(Named-object pointing rows)

'''

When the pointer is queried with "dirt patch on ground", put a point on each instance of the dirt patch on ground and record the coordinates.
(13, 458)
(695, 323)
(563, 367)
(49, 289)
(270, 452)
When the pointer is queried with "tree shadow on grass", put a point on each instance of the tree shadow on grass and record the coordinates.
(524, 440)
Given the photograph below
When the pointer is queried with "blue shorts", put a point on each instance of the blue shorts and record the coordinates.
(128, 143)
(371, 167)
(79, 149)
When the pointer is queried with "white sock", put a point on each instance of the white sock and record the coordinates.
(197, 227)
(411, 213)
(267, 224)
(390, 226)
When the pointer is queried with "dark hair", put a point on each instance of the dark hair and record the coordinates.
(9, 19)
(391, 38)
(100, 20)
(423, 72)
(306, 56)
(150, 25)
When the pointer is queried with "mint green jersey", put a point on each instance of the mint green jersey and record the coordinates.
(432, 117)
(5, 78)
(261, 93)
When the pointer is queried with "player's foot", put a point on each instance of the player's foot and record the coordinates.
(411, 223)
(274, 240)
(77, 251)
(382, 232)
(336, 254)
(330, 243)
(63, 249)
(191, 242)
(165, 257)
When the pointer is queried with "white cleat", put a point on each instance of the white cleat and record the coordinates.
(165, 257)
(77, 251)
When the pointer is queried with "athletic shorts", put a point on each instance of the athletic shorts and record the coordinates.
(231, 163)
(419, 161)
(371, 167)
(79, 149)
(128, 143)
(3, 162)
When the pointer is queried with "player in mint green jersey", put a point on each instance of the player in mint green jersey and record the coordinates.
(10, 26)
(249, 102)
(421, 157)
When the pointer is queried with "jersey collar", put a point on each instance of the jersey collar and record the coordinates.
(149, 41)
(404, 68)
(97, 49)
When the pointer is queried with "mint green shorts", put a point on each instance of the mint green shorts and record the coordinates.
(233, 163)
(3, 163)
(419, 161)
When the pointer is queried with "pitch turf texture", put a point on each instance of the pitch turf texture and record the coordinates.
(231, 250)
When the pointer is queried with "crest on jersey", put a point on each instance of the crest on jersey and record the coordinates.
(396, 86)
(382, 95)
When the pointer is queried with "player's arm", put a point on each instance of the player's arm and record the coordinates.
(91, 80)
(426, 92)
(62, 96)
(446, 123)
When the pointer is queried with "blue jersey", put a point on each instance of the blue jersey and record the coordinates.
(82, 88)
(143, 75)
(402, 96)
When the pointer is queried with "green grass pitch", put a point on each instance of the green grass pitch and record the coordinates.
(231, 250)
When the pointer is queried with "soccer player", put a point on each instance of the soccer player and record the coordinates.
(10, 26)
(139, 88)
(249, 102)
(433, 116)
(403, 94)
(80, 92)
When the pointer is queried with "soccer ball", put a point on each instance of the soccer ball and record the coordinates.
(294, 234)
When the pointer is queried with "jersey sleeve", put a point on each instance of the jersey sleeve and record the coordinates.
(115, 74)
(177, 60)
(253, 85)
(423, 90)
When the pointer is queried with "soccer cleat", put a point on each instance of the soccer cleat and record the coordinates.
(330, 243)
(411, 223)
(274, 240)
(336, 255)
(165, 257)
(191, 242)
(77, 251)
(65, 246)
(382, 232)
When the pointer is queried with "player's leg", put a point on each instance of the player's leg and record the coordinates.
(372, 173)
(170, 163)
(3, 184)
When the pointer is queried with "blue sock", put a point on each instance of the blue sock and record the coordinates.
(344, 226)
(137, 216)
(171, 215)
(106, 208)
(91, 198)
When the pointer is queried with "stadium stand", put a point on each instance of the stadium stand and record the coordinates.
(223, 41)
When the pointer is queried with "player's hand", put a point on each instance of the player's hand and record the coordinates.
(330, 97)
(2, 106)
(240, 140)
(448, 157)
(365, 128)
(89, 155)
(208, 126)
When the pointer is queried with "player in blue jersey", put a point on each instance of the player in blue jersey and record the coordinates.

'''

TASK TO COMPLETE: Rewrite all the rows above so that "record the coordinates" becomes "note the coordinates" everywhere it occurs. Keep every other word and line the same.

RESPONSE:
When the pointer is queried with "dirt patch on ground", put a point on each instance of the dirt patch on ground and note the coordinates.
(13, 458)
(695, 323)
(563, 367)
(49, 289)
(270, 452)
When the pointer is queried with "tree shadow on grass", put a point on each instance of the tree shadow on grass and note the coordinates.
(524, 440)
Given the photograph below
When the pointer is queried with "blue shorts", put a point on each instance of the blue shorts and note the coordinates.
(128, 143)
(371, 167)
(79, 149)
When the pointer is queried with "white sock", put a point on each instance of the white sock and note the coordinates.
(197, 227)
(411, 213)
(267, 224)
(390, 226)
When the pointer is queried with "dark hair", put a point on each instance of the dark hair and note the coordinates.
(9, 19)
(391, 38)
(100, 20)
(423, 72)
(306, 56)
(150, 25)
When the pointer is queried with "mint green jersey", put a point on each instance of the mint green jersey and note the coordinates.
(432, 117)
(5, 78)
(261, 93)
When the pointer is queried with "player's foot", put a point on each instance of the player's foot and note the coordinates.
(411, 223)
(274, 240)
(77, 251)
(382, 232)
(336, 254)
(330, 243)
(63, 249)
(191, 242)
(165, 257)
When the pointer is queried with "white cleat", put a point on each instance of the white cleat and note the coordinates.
(165, 257)
(77, 251)
When the pointer is queried with "athletic shorts", put a point on each instance of the athletic shorts and note the coordinates.
(231, 163)
(419, 161)
(371, 167)
(79, 149)
(128, 143)
(3, 162)
When the pointer is queried with "player in mint green jersey", put a point on each instance of the player in mint green jersey and note the coordinates.
(10, 26)
(249, 102)
(421, 157)
When the pointer is queried with "jersey collar", put a point on each instance of the jersey collar and note the coordinates.
(149, 41)
(404, 68)
(97, 49)
When the pointer is queried with "mint green shorts", put a point on each instance of the mint green shorts and note the coordinates.
(233, 163)
(3, 163)
(419, 161)
When the pointer is queried with "pitch turf texture", put a point on each instance of the pitch turf texture and note the coordinates.
(231, 250)
When the pointer is queried with "crest on jersey", put a point on each instance of the crest on jersey and note the coordinates.
(396, 86)
(382, 95)
When the pointer is queried with "player's arm", put a point on each instance of the player's arm and note the coordinates.
(91, 80)
(426, 92)
(62, 96)
(446, 123)
When the pointer is queried with "blue jersey", put a point on each instance of the blue jersey and note the coordinates.
(82, 88)
(143, 75)
(402, 96)
When the pointer is queried with "green grass pitch", put a point on each instance of the green grass pitch and note the coordinates.
(231, 250)
When the pointer is queried with "soccer player", put a point on each instance of the soccer player and note the coordinates.
(10, 26)
(139, 88)
(249, 102)
(433, 116)
(403, 94)
(80, 92)
When the pointer is queried with "soccer ball", put a point on each instance of the soccer ball and note the coordinates.
(294, 234)
When the pointer is queried with "jersey sleeve", put a point on each instance of the jersey sleeve and note the coordinates.
(115, 74)
(177, 60)
(253, 85)
(423, 90)
When the pointer is queried with "soccer cleat", put a point on each instance of the soccer cleat and note the coordinates.
(330, 243)
(411, 223)
(274, 240)
(336, 255)
(165, 257)
(191, 242)
(77, 251)
(65, 246)
(382, 232)
When the pointer is queried with "player's leg", put a point on each instance of the player's leg and note the coordinates.
(372, 173)
(170, 163)
(3, 184)
When the pointer is queried with "blue sock", put a point on each instance of the blue sock and note the coordinates.
(344, 226)
(137, 216)
(171, 215)
(106, 208)
(91, 198)
When the pointer is queried with "stadium stand", put a point on each instance of the stadium stand and note the coordinates.
(223, 41)
When the pointer is queried with "player's hand", put a point on each instance of the player's hand and note the coordinates.
(330, 97)
(2, 106)
(240, 140)
(448, 157)
(365, 128)
(89, 155)
(208, 126)
When the pointer is queried with "player in blue jersey", put a point on each instance of the player in blue jersey and note the coordinates.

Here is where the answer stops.